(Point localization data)
[Start of section]
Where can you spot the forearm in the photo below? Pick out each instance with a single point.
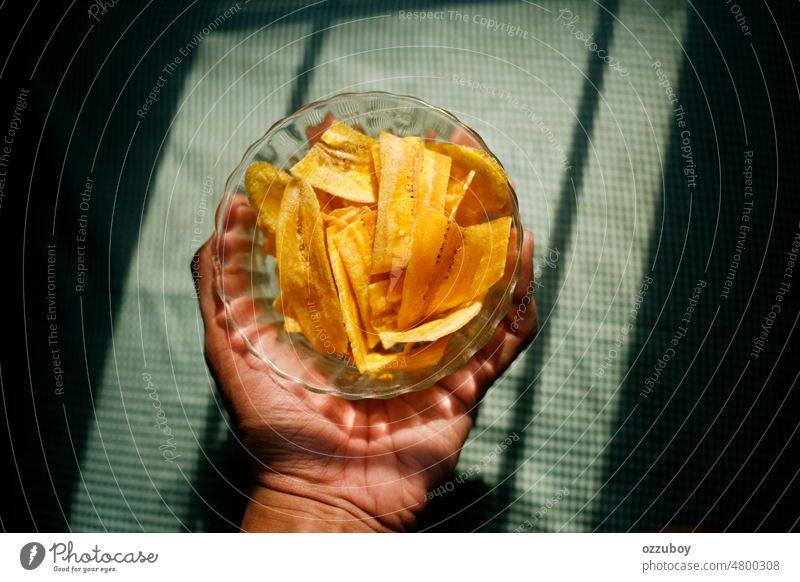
(270, 510)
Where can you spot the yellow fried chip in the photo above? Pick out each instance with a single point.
(435, 329)
(341, 164)
(435, 175)
(341, 218)
(383, 306)
(291, 325)
(376, 160)
(352, 320)
(264, 185)
(488, 192)
(478, 263)
(354, 244)
(416, 359)
(401, 160)
(457, 189)
(435, 241)
(305, 279)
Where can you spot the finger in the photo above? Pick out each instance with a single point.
(239, 219)
(471, 382)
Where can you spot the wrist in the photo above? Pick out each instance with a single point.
(275, 510)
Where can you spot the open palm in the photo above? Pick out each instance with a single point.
(372, 460)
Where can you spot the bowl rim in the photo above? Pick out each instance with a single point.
(391, 391)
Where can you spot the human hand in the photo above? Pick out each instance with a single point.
(322, 463)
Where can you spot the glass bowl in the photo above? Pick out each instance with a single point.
(249, 308)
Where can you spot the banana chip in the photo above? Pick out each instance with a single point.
(382, 287)
(435, 242)
(354, 246)
(416, 359)
(434, 179)
(350, 315)
(433, 330)
(401, 161)
(488, 191)
(308, 292)
(341, 165)
(478, 263)
(264, 185)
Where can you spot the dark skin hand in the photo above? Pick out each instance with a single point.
(322, 463)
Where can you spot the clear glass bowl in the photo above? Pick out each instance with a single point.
(291, 356)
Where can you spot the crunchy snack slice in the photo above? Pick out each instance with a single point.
(376, 160)
(487, 193)
(341, 164)
(478, 263)
(416, 359)
(434, 178)
(435, 329)
(435, 241)
(354, 245)
(264, 185)
(308, 292)
(401, 159)
(456, 190)
(350, 315)
(341, 218)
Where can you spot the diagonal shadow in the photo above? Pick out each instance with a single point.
(712, 444)
(476, 497)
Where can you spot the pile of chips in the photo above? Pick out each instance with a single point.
(383, 248)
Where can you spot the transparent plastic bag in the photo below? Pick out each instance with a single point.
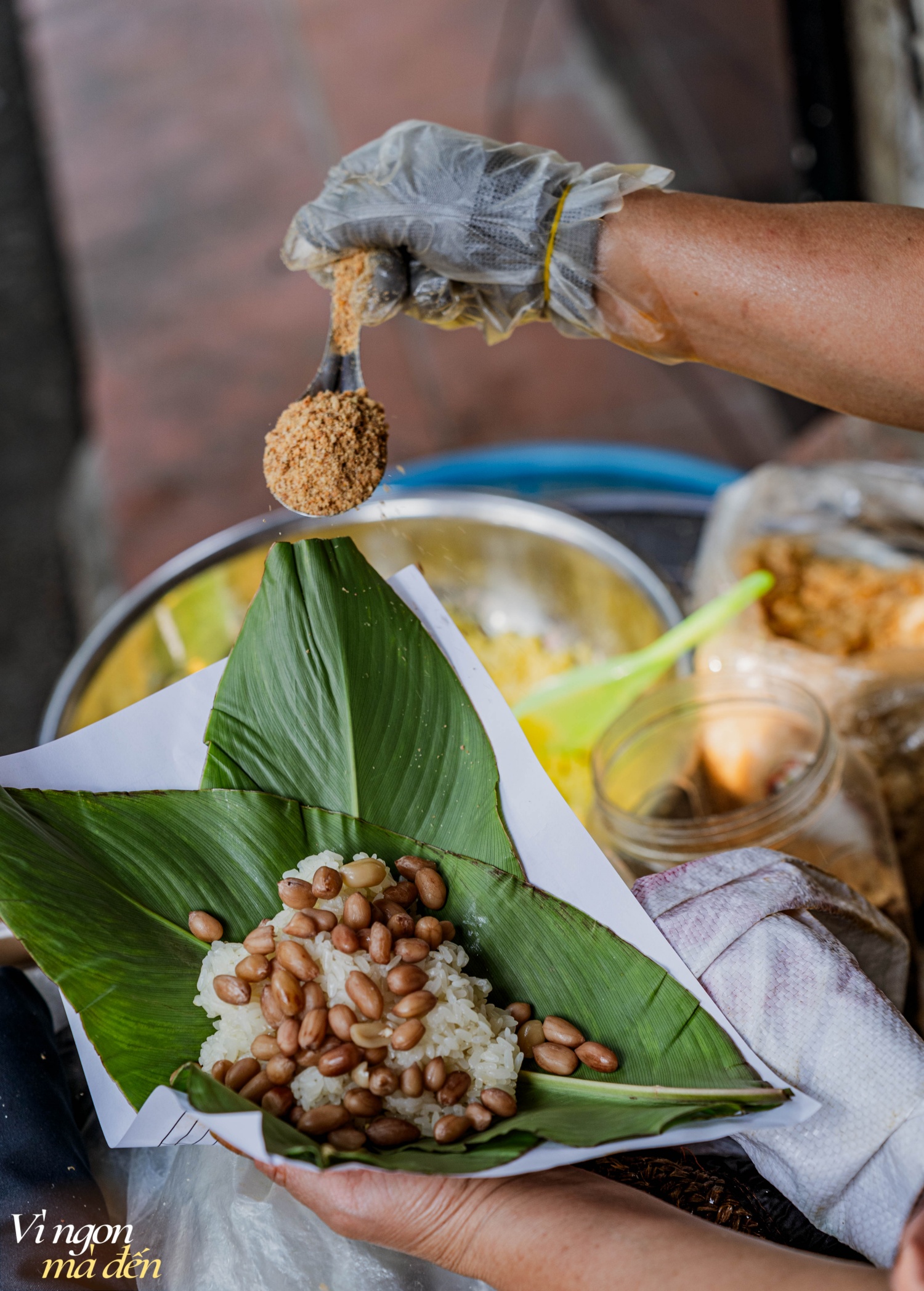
[End of section]
**Directions:** Take the entries above and set them down exactly, minus the pictures.

**Answer area:**
Where can you spot the forearm in the photo below? Pick out each instance with a single point.
(270, 510)
Where can you spot the yellow fried chip in the photo above? Pick out each instance with a single point.
(435, 329)
(341, 164)
(435, 175)
(341, 218)
(383, 306)
(291, 325)
(376, 160)
(352, 320)
(264, 185)
(488, 192)
(478, 263)
(354, 244)
(416, 359)
(401, 160)
(457, 189)
(435, 241)
(305, 279)
Where can you spot the finger in the photo above? Pick out each instance with a single point.
(239, 219)
(471, 382)
Where can you spot the wrist in the photo above? Pick out each instance with a single point.
(275, 510)
Where can you spot the open palm in the photo above? Pick out each instance with a single point.
(372, 460)
Where can you spot the bowl rim in the photo above? Pick out each instance with a single point.
(391, 391)
Where can you spot the human hand in the photo above? Pick out each instance with a single point.
(322, 463)
Where can you spot the glass bowl in the photo above? Pick out each instance with a single point.
(249, 308)
Where can you spot the banana chip in the photo above? Pick out each instance with a single point.
(382, 287)
(435, 242)
(354, 246)
(416, 359)
(434, 179)
(350, 315)
(433, 330)
(401, 161)
(488, 191)
(308, 292)
(341, 165)
(478, 263)
(264, 185)
Where can you spot the dark skin hand in the photo above? Pick out each instance with a single point.
(322, 463)
Where can you spot the clear glass bowl in the photo above? Pick out each instance with a single point.
(291, 356)
Where can you spot the crunchy snack slice in the photo above? Pick out each instance with a single point.
(376, 160)
(487, 193)
(341, 164)
(478, 263)
(416, 359)
(434, 178)
(435, 329)
(435, 241)
(354, 245)
(264, 185)
(308, 292)
(401, 159)
(456, 190)
(350, 315)
(341, 218)
Where can you spot the diagonal shadow in the photo above? Pick out each instance with a single point.
(712, 444)
(476, 497)
Where can you spot the pile of chips in the photo above? Pick out each instance with a single point.
(383, 248)
Where can you spot the transparent plastic bag in the photo below? Pick out each instance with a single point.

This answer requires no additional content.